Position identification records
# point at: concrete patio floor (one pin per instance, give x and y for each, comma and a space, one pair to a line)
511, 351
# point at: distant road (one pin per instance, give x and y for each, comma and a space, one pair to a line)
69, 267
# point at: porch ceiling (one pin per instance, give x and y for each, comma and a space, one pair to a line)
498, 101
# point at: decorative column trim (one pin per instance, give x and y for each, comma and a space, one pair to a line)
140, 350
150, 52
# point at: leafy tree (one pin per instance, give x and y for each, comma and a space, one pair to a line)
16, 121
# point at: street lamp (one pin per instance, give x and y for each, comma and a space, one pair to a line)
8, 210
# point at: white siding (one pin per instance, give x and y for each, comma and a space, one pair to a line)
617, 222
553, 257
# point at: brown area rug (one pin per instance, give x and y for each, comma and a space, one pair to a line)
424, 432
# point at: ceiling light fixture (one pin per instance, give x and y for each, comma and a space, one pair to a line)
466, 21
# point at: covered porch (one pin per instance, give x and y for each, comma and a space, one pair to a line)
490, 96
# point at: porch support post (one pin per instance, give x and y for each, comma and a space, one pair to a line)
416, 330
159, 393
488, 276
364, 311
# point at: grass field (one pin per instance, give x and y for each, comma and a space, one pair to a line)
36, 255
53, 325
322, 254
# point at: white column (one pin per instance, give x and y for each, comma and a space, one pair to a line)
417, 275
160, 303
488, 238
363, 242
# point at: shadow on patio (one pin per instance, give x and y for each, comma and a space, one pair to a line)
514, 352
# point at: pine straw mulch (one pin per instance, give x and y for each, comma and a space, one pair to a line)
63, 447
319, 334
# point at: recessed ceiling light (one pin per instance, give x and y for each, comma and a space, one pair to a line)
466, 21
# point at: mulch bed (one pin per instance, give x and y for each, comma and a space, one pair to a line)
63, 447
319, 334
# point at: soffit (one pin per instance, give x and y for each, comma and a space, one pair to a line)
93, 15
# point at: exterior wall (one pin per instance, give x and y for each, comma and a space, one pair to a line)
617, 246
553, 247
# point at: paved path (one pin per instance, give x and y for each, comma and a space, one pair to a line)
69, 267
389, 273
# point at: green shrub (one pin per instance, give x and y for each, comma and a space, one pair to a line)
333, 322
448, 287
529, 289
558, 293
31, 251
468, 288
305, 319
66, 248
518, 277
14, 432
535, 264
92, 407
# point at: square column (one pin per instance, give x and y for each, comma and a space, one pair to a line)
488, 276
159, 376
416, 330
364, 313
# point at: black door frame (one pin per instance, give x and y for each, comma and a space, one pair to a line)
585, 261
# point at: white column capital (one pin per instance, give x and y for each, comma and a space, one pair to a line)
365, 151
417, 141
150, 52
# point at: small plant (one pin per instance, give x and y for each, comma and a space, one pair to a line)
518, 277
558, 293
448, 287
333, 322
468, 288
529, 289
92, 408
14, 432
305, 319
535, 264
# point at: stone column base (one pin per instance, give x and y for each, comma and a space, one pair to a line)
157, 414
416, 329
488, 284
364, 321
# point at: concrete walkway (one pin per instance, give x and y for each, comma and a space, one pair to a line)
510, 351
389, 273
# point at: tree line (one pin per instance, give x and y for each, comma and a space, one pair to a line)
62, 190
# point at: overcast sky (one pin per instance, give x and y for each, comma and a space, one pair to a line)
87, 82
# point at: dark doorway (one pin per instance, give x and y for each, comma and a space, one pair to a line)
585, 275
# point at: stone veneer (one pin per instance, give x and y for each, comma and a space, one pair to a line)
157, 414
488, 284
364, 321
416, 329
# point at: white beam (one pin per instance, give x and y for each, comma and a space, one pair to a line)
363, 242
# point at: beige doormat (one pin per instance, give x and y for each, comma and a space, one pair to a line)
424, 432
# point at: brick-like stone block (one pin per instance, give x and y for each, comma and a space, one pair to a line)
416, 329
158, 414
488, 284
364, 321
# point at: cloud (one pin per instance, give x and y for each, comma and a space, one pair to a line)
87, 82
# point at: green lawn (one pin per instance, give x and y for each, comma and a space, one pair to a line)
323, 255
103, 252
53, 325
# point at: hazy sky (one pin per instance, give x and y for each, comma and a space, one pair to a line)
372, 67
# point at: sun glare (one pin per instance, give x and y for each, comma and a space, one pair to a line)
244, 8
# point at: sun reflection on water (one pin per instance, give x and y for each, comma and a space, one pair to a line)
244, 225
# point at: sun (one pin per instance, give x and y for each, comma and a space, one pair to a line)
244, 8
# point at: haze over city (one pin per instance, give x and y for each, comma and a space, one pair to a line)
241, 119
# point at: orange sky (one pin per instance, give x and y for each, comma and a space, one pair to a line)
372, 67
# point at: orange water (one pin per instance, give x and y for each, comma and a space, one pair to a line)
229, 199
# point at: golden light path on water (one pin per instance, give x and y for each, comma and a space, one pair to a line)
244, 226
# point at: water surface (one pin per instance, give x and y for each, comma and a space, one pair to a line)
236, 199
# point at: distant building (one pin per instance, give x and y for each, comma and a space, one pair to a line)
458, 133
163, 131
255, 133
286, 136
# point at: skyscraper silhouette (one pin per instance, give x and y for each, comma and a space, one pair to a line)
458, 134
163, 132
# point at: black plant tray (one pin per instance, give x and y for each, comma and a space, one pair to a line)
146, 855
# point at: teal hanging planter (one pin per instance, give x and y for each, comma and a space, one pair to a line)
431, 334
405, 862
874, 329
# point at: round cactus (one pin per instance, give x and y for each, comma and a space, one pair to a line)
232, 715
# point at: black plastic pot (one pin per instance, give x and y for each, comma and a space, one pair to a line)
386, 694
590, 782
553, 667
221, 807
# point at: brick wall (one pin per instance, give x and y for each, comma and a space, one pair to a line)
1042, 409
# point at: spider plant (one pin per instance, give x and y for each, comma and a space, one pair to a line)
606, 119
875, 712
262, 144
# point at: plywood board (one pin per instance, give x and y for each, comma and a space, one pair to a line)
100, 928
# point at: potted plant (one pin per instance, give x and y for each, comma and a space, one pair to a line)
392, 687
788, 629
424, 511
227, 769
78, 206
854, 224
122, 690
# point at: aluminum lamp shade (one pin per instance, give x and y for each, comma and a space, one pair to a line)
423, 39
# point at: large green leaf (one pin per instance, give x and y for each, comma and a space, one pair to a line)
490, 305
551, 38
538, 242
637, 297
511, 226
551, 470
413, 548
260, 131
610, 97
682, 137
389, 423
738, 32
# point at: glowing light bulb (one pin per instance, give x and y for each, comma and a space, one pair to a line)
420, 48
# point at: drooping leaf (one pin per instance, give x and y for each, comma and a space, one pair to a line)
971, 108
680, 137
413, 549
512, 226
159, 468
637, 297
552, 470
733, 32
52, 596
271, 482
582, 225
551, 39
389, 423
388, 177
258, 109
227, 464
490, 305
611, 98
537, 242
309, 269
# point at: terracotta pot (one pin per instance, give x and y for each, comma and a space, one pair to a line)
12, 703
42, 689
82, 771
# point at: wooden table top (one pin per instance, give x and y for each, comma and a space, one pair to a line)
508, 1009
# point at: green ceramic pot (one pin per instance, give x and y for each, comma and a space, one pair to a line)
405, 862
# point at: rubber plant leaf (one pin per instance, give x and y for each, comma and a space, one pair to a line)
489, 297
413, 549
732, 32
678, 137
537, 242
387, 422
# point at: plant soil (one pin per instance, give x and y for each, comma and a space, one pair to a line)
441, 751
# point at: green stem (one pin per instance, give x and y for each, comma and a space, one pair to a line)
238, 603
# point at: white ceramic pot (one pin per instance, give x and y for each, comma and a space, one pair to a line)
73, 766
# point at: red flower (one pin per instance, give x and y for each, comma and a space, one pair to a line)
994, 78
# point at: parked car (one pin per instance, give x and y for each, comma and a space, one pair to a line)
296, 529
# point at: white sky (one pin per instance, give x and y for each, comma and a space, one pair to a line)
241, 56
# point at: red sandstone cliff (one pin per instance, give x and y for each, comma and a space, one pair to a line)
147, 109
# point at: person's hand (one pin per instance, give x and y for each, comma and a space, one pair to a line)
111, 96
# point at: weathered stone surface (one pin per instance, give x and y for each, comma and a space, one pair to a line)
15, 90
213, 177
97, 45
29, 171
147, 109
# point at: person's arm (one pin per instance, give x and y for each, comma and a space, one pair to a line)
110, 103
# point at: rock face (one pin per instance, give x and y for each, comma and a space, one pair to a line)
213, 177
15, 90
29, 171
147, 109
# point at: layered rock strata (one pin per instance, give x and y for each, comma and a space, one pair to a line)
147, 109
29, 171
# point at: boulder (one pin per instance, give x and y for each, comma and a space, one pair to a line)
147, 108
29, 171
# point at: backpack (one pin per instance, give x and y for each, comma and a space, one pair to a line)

Task objective: Copy out, without any changes, the part of the data that opens with the line containing "# point at: boulder" and continues through the last line of the data.

Full solution:
# point at: boulder (one pin per instance, give x and y for each, comma and a space, one pair to a line)
147, 108
29, 171
# point at: backpack (one pin per instance, give x and y for each, comma and a space, one pair to a line)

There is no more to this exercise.